(SOURCE):
## START

1. Denial: Up until four or five months ago, Barack Obama was not on the pundit radar. When I first heard him speak some year and a half ago, I knew he would go places in U.S. politics, but I did not expect it to be so soon, or even so far. To use that disparaging term, he was not even the ‘dark horse’ in the democratic party. But when that quickly changed and the delegate numbers started coming in, Clinton acted, with her characteristic sense of entitlement, as if Obama was merely a fly that would buzz itself out in a short time. As recently as Super Tuesday, she believed, or at least portrayed the belief that Obama was not a force to be reckoned with.

2. Anger: Quickly after her first defeat, the Clinton machine became angry - who is this usurper of my rightful ascent to power? The slurs began to fly, most recently with the pre-Texas round of negativity. One might even frame her shedding of a tear prior to New Hampshire as a sign of internal anger that this just wasn’t fair. She had big plans, good policies, a vision that deserves to be implemented. How could this happen?

## END

(REQUIRED ACTIONS):
#1 In the commentary on Clinton's campaign, as recently as which event did Clinton believe, or portray the belief, that Obama was not a force to be reckoned with?
#2 Repeat the commentary on Clinton's campaign word for word from "1. Denial: Up" to "be reckoned with.".

(SOURCE DATA):
## START

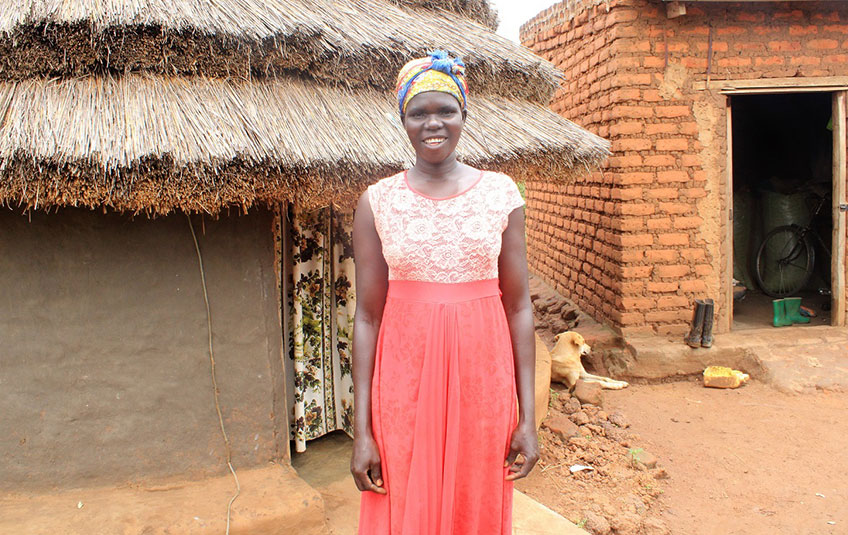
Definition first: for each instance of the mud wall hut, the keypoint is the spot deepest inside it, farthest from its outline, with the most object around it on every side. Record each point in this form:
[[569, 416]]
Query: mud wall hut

## END

(OUTPUTS FOR THE TASKS):
#1 Super Tuesday

#2
1. Denial: Up until four or five months ago, Barack Obama was not on the pundit radar. When I first heard him speak some year and a half ago, I knew he would go places in U.S. politics, but I did not expect it to be so soon, or even so far. To use that disparaging term, he was not even the ‘dark horse’ in the democratic party. But when that quickly changed and the delegate numbers started coming in, Clinton acted, with her characteristic sense of entitlement, as if Obama was merely a fly that would buzz itself out in a short time. As recently as Super Tuesday, she believed, or at least portrayed the belief that Obama was not a force to be reckoned with.